| Exercise requirements |
Below are some records. Return exactly the lines from the one with "Query: wooden breakwater post" to the one with "The service MUST place a point on the person", and nothing else.

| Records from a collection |

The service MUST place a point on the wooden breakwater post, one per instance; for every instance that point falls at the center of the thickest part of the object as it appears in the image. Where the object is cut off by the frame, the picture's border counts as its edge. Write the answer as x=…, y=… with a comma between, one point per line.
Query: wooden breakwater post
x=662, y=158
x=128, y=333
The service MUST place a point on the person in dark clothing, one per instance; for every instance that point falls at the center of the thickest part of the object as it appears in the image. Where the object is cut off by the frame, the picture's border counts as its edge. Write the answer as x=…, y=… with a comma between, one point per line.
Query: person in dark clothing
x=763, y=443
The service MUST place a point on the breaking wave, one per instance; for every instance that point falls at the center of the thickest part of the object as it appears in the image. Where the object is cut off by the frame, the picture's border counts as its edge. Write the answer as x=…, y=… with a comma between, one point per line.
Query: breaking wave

| Output below |
Query: wooden breakwater post
x=662, y=158
x=128, y=333
The service MUST place a point on the person in dark clothing, one per instance; for every instance that point falls at the center of the thickest part of the object as it appears in the image. Where the object is cut off by the frame, the picture's border counts as its edge. Write the answer as x=…, y=… with a comma between, one point per line.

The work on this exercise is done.